EXTRACT PROVIDED:
Synchronizing the cellular clocks
The "clock" inside each SCN neuron depends on the cyclic expression of a family of genes such as the Period (PER) genes. The expression of these genes and the neuron's firing rate typically peak at mid-day and fall at night. The gene activity is like the cogs in a clock, and the electrical activity like the hands on the clock.
Each neuron in the SCN keeps time, but because they're different cells, they have slightly different rhythms. Some run a little bit fast and others a bit slow. If the SCN as a whole is to function as a clock, its neurons need to synchronize with one another.The goal of the recent work in the Herzog lab has been to figure out how the clock cells are connected to each other. "It wasn't clear, for example, if each neuron communicated with just a few of its neighbors or with all of them," Herzog says.
Mark Freeman, a graduate student in the lab, developed a method for recording the firing rate of about 100 neurons simultanously on a multi-electrode array. "You float the SCN neurons down gently," Herzog says, "and the neurons will attach to the electrodes, creating a clock in a dish that will tick away for weeks or months."
Using these electrode arrays, his lab demonstrated that the neurons in the SCN are synchronized by the exchange of the neuropeptide VIP (vasoactive intestinal polypeptide), which alters the expression of PER to speed up or slow down neurons until they are all in synch.
These synchronized networks are very precise, says Herzog. If you let them free-run in constant darkness they will lose or gain only a few minutes out of the 1,440 minutes in a day. So they're accurate to within 1 or 2 percent.
But they're ever so slightly off the 24-hour cycle tied to one turn of the planet on its axis. Over time they would drift far enough off that cycle to be of little use to us, unless they also had some means of synchronizing to local time.
Resetting the cellular clocks
In the article published in Neuron
, Herzog and his colleagues report on a second network in the biological clock.
In this network the connections are made by the neurotransmitter GABA (γ-amino-butyric acid). "We proved we had found a GABAergic network by applying drugs that block GABA receptors on the cells," Herzog says. "All of the connections we had mapped between neurons dropped out."

RECORD EXCERPTS:
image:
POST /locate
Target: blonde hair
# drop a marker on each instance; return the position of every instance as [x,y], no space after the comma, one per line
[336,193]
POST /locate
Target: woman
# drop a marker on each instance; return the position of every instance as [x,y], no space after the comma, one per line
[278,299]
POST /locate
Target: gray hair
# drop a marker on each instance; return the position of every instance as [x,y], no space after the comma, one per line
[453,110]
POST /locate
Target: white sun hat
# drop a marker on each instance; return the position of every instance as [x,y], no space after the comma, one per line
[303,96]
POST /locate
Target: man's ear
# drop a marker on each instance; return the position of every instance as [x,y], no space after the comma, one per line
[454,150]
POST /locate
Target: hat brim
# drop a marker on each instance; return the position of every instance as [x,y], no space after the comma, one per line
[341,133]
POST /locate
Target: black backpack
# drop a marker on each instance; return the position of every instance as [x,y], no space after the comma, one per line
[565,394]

---

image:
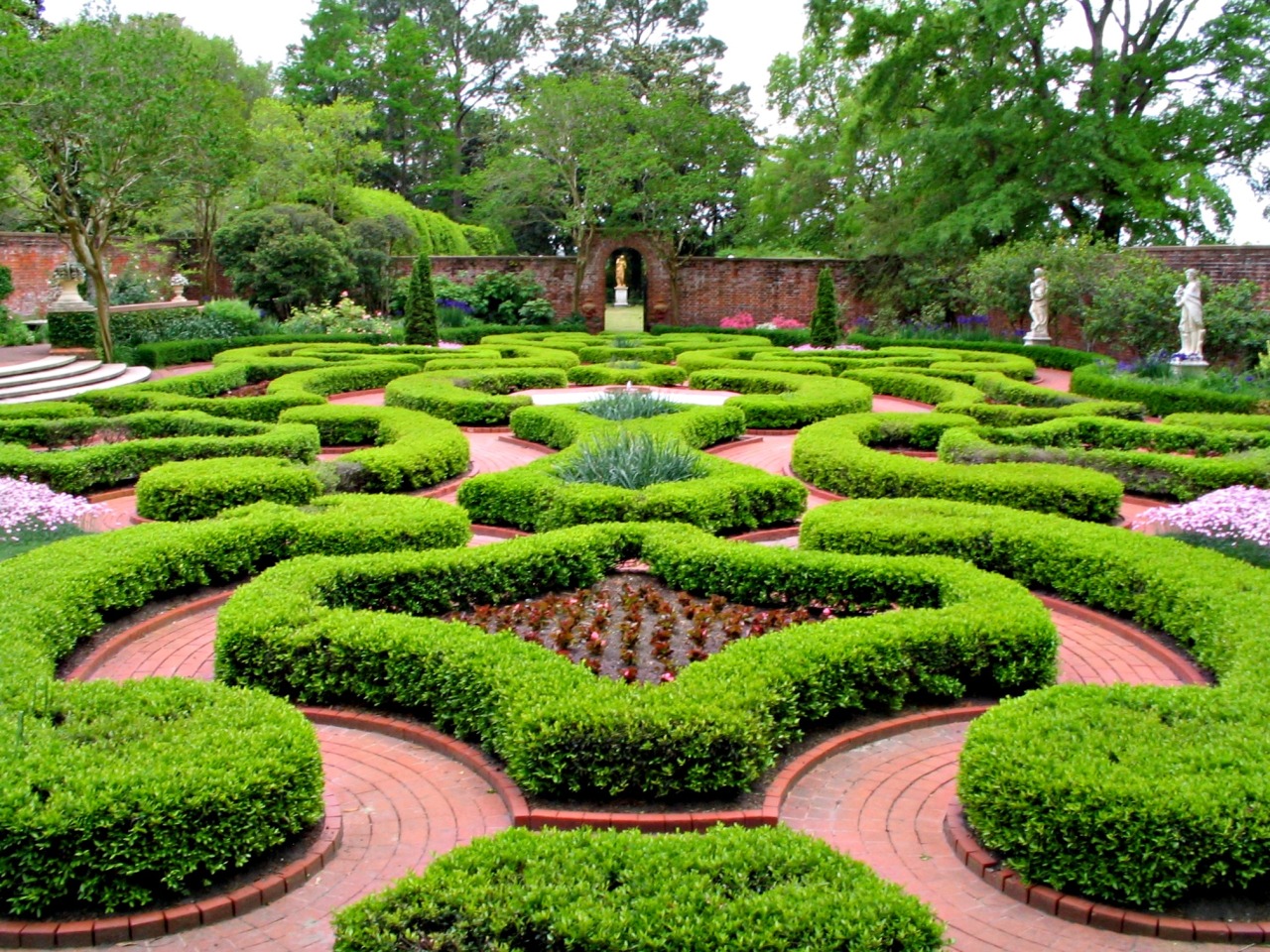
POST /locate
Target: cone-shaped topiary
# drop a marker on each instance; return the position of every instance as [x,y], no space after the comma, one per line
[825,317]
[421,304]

WORK REQUIRED: Copy out the entire passage on synchronizing and resetting the cellular clocks, word for word. The rows come from a separate source and are unrelated to the passage on SCN clock neurons.

ANSWER SPACE:
Synchronizing the cellular clocks
The "clock" inside each SCN neuron depends on the cyclic expression of a family of genes such as the Period (PER) genes. The expression of these genes and the neuron's firing rate typically peak at mid-day and fall at night. The gene activity is like the cogs in a clock, and the electrical activity like the hands on the clock.
Each neuron in the SCN keeps time, but because they're different cells, they have slightly different rhythms. Some run a little bit fast and others a bit slow. If the SCN as a whole is to function as a clock, its neurons need to synchronize with one another.The goal of the recent work in the Herzog lab has been to figure out how the clock cells are connected to each other. "It wasn't clear, for example, if each neuron communicated with just a few of its neighbors or with all of them," Herzog says.
Mark Freeman, a graduate student in the lab, developed a method for recording the firing rate of about 100 neurons simultanously on a multi-electrode array. "You float the SCN neurons down gently," Herzog says, "and the neurons will attach to the electrodes, creating a clock in a dish that will tick away for weeks or months."
Using these electrode arrays, his lab demonstrated that the neurons in the SCN are synchronized by the exchange of the neuropeptide VIP (vasoactive intestinal polypeptide), which alters the expression of PER to speed up or slow down neurons until they are all in synch.
These synchronized networks are very precise, says Herzog. If you let them free-run in constant darkness they will lose or gain only a few minutes out of the 1,440 minutes in a day. So they're accurate to within 1 or 2 percent.
But they're ever so slightly off the 24-hour cycle tied to one turn of the planet on its axis. Over time they would drift far enough off that cycle to be of little use to us, unless they also had some means of synchronizing to local time.
Resetting the cellular clocks
In the article published in Neuron
, Herzog and his colleagues report on a second network in the biological clock.
In this network the connections are made by the neurotransmitter GABA (γ-amino-butyric acid). "We proved we had found a GABAergic network by applying drugs that block GABA receptors on the cells," Herzog says. "All of the connections we had mapped between neurons dropped out."